Instructions to follow: Each entry below should appear again exactly as written, without pictures.

Data:
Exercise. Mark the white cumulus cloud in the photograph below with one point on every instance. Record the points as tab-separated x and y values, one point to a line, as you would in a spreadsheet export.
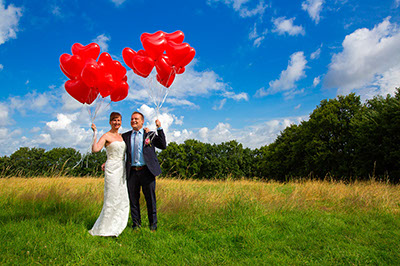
313	8
102	40
283	25
9	19
288	77
369	63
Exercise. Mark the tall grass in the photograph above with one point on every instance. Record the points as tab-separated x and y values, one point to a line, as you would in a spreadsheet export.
45	220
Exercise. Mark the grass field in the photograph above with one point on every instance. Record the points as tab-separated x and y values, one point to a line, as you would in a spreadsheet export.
46	221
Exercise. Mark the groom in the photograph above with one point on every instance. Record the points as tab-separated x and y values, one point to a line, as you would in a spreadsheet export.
142	167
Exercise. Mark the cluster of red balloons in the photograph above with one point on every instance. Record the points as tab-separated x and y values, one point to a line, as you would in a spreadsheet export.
165	51
89	78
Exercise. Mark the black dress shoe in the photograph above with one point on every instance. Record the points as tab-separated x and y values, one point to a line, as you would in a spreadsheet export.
153	227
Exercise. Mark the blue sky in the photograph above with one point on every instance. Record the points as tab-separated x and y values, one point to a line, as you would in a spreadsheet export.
259	67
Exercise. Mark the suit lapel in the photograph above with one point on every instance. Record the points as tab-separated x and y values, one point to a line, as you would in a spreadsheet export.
128	142
144	138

Task response:
Exercise. Mark the white cumulus cloud in the photograph below with one point on every instance. Record the points as tab-separated x and y values, one point to a line, as you would in a spreadsheet export.
313	8
102	40
283	25
9	19
288	77
369	63
Exercise. Mark the tall grass in the photograph above with one point on every instance. Record the points as tab-separated x and y values, one point to a line, as you would in a spreadsheet export.
45	220
Exercise. Mark the grass field in the photograph above with one point on every instance. Record the points as tab-separated x and y values, one point to a line, as you would in a spreadsheet export.
46	221
Exercise. Mark the groom in the photograph above with one point on every instance. Record the points as tab-separated x and y values, one point to a line, as you would in a spreadsheet export.
142	167
Exercise. Mark the cluster of red balloons in the photograph above with one point on every instance. Record the points as tab-separated x and y values, one point to a line, as you would in a spreadsheet export.
165	51
89	78
Exercise. Mark the black dress shoe in the photograph above with one point on every instance. Record the points as tab-separated x and y values, one point to a line, as you would in a spreadsheet export.
153	227
Exercise. Mark the blue sky in the photograph above with one point on every instance. Record the points as tab-separated x and y values, one point to a line, as you would in a spreadsheet export.
259	67
Exercise. Mark the suit lapel in the photograph above with one point on every instance. Record the points as tab-separated x and y values, one point to a line, as you would in a spreadsheet export.
128	142
144	138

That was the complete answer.